>> start Text passage
Useful as this may be, one of the properties of an ideal security 
protocol is that it will be annoyingly difficult to analyze passively.

This means taking stuff that's now sent in the clear and moving it under 
encryption. EH is an attempt to achieve that goal with minimal disruption.

- Marsh
Nico Williams | 17 May 2012 00:17

Re: draft-ray-tls-encrypted-handshake-00.txt

On Wed, May 16, 2012 at 3:52 PM, Eric Rescorla <ekr <at> rtfm.com> wrote:
> We already have a perfectly good alternative plan: do simple TLS handshake
> to establish a secure channel and then renegotiate inside that channel
> with any fancy extensions you want. [...]

The record type is visible to the attacker, so re-negotiation can be
observed to be happening.  I hear Tor used to use re-negotiation but
had to stop because of this, it being trivial to observe
re-negotiation happening, and re-negotiation being such a rare thing
that blocking it is trivial.

Nico
--
Nico Williams | 16 May 2012 22:30

Re: draft-ray-tls-encrypted-handshake-00.txt

Eric,

In addition to Nikos' point I'd like to point out that it's not just
the things this approach would protect today, but also the future
extensions that it will also protect.  More importantly, I think
starting cryptographic protection as early as possible is a good
design goal in general.
>> end Text passage
## Brief 1
In the rows, starting at the first one and ending at the line containing "[[[90,164],[90,157],[78,157],[79,163],[83,165],[89,165]]]", swap "car wheel" for "bicycle wheel" and leave everything else as it is.
>> start Material provided
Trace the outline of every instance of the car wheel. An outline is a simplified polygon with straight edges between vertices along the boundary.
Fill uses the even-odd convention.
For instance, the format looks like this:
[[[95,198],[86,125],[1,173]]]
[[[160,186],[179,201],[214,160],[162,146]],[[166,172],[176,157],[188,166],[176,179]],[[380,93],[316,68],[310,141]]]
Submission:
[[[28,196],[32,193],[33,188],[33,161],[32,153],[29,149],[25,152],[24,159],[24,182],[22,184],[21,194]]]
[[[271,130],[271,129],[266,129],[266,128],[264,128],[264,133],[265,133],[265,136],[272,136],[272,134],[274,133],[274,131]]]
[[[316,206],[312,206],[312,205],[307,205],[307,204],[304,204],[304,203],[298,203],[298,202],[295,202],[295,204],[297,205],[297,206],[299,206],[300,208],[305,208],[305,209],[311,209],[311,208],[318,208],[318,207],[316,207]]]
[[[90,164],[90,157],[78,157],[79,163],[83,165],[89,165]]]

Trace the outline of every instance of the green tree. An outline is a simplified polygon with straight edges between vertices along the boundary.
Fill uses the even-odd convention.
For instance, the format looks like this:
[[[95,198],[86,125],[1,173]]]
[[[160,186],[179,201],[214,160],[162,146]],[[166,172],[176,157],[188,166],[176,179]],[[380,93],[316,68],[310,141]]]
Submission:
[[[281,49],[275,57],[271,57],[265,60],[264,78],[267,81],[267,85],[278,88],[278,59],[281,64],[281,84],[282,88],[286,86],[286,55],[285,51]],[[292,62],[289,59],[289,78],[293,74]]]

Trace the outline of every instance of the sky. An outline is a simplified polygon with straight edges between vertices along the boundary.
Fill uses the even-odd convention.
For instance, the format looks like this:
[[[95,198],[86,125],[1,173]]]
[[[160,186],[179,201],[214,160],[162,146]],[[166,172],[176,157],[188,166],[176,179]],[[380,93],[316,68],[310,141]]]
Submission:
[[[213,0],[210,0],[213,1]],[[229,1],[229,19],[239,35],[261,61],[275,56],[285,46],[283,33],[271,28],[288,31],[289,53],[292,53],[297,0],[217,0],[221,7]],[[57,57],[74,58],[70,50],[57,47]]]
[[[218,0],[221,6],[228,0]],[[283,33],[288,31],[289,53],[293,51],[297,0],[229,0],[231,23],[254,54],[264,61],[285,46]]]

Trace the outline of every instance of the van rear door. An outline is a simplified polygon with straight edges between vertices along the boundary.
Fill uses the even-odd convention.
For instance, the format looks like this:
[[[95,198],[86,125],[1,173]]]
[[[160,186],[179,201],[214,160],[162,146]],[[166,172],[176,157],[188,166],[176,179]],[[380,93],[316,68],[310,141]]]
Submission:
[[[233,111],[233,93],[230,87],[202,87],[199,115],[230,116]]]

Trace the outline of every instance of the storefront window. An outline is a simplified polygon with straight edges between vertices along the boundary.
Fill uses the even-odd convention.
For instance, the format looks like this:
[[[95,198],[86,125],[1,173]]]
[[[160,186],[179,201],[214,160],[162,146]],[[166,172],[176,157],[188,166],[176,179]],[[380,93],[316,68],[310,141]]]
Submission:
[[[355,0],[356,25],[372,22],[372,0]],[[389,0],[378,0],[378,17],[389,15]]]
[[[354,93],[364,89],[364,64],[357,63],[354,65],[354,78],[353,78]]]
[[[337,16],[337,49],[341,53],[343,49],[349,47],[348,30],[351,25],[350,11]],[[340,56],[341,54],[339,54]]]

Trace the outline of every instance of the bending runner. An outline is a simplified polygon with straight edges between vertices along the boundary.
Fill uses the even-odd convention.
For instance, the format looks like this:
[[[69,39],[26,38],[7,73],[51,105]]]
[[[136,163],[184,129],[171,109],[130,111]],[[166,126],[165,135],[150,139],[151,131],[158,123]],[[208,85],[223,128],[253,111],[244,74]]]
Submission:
>> end Material provided
## Brief 2
Reproduce the part of the TLS handshake discussion starting at "Useful as this" and ending at "with minimal disruption.", without any change.

## Complete response 1
Trace the outline of every instance of the bicycle wheel. An outline is a simplified polygon with straight edges between vertices along the boundary.
Fill uses the even-odd convention.
For instance, the format looks like this:
[[[95,198],[86,125],[1,173]]]
[[[160,186],[179,201],[214,160],[162,146]],[[166,172],[176,157],[188,166],[176,179]],[[380,93],[316,68],[310,141]]]
Submission:
[[[28,196],[32,193],[33,188],[33,161],[32,153],[29,149],[25,152],[24,159],[24,182],[22,184],[21,194]]]
[[[271,130],[271,129],[266,129],[266,128],[264,128],[264,133],[265,133],[265,136],[272,136],[272,134],[274,133],[274,131]]]
[[[316,206],[312,206],[312,205],[307,205],[307,204],[304,204],[304,203],[298,203],[298,202],[295,202],[295,204],[297,205],[297,206],[299,206],[300,208],[305,208],[305,209],[311,209],[311,208],[318,208],[318,207],[316,207]]]
[[[90,164],[90,157],[78,157],[79,163],[83,165],[89,165]]]

## Complete response 2
Useful as this may be, one of the properties of an ideal security 
protocol is that it will be annoyingly difficult to analyze passively.

This means taking stuff that's now sent in the clear and moving it under 
encryption. EH is an attempt to achieve that goal with minimal disruption.